- _Task objective_
Copy out every line of the data that has the word "black" somewhere in it.

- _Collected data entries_
┌──

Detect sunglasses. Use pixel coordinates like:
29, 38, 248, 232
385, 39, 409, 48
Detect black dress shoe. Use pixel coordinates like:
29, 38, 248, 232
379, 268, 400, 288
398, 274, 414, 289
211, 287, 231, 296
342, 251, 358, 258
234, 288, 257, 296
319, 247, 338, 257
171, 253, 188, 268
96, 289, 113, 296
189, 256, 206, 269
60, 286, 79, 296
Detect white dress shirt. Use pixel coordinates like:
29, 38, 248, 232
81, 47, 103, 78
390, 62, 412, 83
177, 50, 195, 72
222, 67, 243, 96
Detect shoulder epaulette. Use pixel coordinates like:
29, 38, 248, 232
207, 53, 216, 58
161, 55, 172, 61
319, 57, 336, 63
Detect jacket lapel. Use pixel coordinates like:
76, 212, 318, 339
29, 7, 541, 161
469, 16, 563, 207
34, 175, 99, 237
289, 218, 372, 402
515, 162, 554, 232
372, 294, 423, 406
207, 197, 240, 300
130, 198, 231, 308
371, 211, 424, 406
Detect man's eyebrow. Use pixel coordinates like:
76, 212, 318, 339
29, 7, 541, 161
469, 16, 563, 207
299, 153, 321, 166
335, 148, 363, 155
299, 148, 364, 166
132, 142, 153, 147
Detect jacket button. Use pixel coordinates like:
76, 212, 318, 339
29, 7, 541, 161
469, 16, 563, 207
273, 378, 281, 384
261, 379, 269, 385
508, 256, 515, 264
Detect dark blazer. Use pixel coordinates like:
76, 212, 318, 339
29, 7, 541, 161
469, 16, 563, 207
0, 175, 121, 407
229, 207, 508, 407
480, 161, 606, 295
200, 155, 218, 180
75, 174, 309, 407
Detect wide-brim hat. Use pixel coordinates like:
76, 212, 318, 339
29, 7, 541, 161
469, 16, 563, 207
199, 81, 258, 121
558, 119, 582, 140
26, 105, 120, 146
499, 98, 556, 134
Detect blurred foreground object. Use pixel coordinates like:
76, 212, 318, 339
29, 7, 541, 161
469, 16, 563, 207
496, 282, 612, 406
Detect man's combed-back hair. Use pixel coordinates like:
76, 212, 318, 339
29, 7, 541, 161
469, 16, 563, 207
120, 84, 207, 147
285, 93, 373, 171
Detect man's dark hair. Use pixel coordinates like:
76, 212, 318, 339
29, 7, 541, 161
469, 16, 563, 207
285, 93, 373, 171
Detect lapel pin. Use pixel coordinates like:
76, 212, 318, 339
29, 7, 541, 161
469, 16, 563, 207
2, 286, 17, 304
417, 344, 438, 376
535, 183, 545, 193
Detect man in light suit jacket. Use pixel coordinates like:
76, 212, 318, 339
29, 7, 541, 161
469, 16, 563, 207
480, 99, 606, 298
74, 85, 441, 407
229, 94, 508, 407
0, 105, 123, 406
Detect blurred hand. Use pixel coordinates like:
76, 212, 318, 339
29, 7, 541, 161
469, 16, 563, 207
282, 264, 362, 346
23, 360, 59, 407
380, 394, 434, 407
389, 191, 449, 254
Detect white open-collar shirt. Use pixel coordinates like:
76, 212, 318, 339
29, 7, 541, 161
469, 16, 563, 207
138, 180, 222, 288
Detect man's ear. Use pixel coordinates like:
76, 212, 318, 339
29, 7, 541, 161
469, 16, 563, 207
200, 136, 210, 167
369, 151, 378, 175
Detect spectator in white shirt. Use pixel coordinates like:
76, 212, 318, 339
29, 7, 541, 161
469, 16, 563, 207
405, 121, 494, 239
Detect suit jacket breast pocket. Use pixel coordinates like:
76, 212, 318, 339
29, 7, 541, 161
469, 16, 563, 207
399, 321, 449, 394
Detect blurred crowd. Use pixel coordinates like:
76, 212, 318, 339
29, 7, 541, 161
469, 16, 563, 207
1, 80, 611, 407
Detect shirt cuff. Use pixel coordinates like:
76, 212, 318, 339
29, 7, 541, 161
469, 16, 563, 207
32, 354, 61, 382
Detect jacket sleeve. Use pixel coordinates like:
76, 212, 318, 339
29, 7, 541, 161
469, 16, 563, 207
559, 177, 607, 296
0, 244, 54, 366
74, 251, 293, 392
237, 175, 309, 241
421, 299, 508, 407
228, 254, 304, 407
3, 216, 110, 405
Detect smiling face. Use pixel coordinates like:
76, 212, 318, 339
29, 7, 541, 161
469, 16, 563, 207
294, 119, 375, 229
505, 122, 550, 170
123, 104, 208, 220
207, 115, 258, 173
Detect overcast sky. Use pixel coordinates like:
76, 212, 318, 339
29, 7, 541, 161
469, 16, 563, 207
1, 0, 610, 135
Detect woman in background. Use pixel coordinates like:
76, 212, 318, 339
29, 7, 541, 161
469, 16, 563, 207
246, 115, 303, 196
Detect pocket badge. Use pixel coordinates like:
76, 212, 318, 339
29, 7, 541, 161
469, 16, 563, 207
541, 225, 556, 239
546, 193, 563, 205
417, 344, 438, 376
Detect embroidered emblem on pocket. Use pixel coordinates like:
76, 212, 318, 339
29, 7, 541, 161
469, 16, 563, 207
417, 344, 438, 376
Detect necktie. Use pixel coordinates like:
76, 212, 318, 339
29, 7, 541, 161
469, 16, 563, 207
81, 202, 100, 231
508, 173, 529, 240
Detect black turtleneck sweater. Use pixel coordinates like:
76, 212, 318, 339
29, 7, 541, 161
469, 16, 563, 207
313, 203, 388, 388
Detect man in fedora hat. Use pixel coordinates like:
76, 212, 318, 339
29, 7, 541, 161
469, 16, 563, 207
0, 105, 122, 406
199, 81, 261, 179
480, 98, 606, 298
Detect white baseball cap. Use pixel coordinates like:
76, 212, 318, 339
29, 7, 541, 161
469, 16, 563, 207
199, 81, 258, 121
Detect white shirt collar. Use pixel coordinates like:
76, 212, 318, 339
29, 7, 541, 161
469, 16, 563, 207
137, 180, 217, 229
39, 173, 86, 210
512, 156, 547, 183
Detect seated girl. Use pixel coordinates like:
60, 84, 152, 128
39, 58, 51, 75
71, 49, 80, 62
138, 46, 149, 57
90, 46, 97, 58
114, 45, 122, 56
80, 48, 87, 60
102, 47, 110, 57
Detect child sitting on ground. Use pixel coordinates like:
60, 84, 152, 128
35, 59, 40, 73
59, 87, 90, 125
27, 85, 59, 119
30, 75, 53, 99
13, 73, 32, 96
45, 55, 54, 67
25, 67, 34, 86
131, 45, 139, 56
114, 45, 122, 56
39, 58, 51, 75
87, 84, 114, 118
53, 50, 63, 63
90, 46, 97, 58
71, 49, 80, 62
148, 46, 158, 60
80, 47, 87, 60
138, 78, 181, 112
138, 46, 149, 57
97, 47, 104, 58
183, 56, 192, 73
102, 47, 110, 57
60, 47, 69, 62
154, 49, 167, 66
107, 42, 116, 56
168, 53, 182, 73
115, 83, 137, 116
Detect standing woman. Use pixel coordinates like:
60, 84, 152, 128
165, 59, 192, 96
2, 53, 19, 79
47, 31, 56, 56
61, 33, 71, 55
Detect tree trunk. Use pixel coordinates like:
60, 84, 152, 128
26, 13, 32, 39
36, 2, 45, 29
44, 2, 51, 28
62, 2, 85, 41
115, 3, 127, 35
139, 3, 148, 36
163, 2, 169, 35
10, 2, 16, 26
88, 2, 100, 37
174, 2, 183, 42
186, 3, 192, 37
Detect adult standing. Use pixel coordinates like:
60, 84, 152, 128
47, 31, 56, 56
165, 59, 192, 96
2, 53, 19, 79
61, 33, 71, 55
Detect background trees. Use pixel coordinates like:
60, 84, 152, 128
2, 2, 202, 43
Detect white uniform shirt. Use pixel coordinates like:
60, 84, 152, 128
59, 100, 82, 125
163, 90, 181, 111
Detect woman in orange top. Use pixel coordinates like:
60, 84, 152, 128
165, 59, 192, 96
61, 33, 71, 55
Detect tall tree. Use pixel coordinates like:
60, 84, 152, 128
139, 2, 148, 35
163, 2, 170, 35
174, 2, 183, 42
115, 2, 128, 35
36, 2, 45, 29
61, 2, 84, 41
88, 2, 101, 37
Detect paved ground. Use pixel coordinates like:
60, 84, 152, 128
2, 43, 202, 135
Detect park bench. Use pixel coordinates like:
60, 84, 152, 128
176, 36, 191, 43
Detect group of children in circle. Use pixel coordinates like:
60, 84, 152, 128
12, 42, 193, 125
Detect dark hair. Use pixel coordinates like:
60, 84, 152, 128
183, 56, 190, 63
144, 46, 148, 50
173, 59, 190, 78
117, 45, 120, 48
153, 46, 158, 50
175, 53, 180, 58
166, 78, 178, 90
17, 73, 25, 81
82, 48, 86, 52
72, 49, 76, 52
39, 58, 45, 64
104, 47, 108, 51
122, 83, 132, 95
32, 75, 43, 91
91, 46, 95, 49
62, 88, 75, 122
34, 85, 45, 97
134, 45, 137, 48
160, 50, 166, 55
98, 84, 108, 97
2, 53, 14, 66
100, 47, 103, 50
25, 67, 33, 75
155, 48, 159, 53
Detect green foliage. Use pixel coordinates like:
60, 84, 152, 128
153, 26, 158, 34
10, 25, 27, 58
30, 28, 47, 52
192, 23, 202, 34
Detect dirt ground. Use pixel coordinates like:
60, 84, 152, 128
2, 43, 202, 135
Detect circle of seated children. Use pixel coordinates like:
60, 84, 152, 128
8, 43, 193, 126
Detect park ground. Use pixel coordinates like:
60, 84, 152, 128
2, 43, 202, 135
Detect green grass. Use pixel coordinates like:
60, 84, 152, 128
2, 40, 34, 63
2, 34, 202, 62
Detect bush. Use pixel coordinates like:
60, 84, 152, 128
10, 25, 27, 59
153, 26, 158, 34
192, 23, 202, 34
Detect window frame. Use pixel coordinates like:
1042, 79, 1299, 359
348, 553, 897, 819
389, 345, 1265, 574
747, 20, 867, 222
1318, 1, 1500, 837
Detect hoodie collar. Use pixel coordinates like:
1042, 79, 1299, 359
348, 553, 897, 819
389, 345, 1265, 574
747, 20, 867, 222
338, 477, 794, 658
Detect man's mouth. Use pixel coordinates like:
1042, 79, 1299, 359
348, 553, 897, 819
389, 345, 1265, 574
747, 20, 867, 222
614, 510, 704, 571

└──

- _Answer space_
Detect black dress shoe. Use pixel coordinates like:
Detect black turtleneck sweater. Use pixel coordinates like:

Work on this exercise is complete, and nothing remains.